Equality constraints (~): type-theory behind them

Anthony Clayden anthony_clayden at clear.net.nz
Tue Mar 26 03:42:18 UTC 2019


On Tue, Mar 26, 2019 at 1:05 AM Simon Peyton Jones <simonpj at microsoft.com>
wrote:

Whoa, whoa. Your reply is making a number of presuppositions, and putting
words in my mouth I did not say.

Firstly: I am totally in favour of a typed intermediate language. Then the
question is what type-theory do we use within the IR? Well it should be one
that fits the surface language.

System F-in-general broadly fits functional languages in general. Does
System FC in particular fit Haskell specifically? I've seen no
demonstration of that; and there are reasons to think it's only an
approximate fit. That's why I've talked about "squeezing" and
"straitjacket".

Quite apart from FunDeps: does FC fit nicely to overlapping instances? I
think not. Does FC fit nicely to Type Families? "type families in Haskell
provide a powerful, modular means of defining type-level computation.
However, their current design implicitly assumes that type families are
total, introducing nonsensical types and significantly complicating the
metatheory of type families and their extensions." say Eisenberg and Morris
2017. So that's a 'No'. E&M go on to translate Type Families into something
that looks more like FunDeps, to my eye.

The whole point about FunDeps is they are constrained by typeclasses. So
they don't suffer those complications.

One of the reasons coders prefer FunDeps is because they can use
Overlapping Instances. Then for Schrijvers et al to translate FunDeps to
Type Families that a) don't accommodate Overlaps; and b) use a feature
(Type Families) that introduce "nonsensical types" and "complicating the
metatheory" looks a fortiori like a poor fit.

> There may be an IR based on fundeps, or CHRs or something, that has
similar properties to FC.

-- CHALLENGE 1 --
Write out the post on equality constraints word for word, beginning at the words "One of the reasons" and stopping after "properties to FC.".
-- CHALLENGE 2 --
According to the post on equality constraints, what is one reason coders prefer FunDeps?

Pointing dataset excerpts
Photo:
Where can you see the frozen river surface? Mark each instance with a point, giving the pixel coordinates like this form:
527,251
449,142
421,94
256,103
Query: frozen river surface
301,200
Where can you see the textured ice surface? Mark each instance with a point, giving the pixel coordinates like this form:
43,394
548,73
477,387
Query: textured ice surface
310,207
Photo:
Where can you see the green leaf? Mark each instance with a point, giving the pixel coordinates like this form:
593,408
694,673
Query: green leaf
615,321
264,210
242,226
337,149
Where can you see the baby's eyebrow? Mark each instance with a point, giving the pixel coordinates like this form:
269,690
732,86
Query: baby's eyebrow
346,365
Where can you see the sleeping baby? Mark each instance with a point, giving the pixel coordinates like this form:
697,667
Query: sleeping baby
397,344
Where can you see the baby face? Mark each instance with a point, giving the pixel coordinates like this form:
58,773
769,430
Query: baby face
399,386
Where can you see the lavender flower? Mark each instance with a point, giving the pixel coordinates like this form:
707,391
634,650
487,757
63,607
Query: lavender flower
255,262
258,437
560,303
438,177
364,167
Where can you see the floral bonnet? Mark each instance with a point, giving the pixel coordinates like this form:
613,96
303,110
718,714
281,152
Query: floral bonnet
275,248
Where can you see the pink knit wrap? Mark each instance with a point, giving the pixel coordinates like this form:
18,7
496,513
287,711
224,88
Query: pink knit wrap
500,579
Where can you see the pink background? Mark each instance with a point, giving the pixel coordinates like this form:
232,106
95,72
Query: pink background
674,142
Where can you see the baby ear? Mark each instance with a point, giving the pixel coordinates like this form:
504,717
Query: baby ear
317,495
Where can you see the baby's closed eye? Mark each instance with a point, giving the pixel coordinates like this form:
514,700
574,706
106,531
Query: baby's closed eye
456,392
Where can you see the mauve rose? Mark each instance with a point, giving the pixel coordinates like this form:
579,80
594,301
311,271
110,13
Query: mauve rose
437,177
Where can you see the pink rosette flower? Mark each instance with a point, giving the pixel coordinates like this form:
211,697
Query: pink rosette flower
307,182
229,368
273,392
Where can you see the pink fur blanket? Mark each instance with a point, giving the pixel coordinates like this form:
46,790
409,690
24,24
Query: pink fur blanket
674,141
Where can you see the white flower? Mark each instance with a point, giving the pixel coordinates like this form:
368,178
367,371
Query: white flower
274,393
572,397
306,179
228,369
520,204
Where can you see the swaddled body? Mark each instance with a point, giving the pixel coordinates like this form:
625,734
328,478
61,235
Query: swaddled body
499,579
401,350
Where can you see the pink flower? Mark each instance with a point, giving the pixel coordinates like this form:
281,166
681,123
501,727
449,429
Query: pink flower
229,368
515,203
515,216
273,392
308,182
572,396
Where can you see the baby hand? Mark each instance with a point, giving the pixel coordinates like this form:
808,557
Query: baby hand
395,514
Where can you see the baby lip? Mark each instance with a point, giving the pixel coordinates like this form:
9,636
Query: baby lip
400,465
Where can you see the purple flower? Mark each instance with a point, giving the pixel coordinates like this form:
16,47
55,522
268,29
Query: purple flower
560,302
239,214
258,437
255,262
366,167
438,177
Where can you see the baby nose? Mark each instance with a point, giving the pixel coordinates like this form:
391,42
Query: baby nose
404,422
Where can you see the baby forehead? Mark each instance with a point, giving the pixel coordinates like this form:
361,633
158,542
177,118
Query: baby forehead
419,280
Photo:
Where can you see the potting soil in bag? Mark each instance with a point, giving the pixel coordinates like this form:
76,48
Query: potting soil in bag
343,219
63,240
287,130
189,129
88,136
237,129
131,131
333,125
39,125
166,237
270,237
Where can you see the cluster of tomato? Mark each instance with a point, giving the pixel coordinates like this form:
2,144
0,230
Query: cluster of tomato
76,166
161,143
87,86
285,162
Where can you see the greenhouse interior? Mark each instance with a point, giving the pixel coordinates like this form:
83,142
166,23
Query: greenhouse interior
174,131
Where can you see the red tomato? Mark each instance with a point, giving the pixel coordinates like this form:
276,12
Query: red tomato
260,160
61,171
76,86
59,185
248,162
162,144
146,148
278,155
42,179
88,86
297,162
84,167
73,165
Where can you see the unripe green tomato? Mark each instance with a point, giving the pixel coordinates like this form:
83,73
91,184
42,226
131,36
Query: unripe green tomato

-- EXERCISE RESULT 1 --
One of the reasons coders prefer FunDeps is because they can use
Overlapping Instances. Then for Schrijvers et al to translate FunDeps to
Type Families that a) don't accommodate Overlaps; and b) use a feature
(Type Families) that introduce "nonsensical types" and "complicating the
metatheory" looks a fortiori like a poor fit.

> There may be an IR based on fundeps, or CHRs or something, that has
similar properties to FC.

-- EXERCISE RESULT 2 --
They can use Overlapping Instances.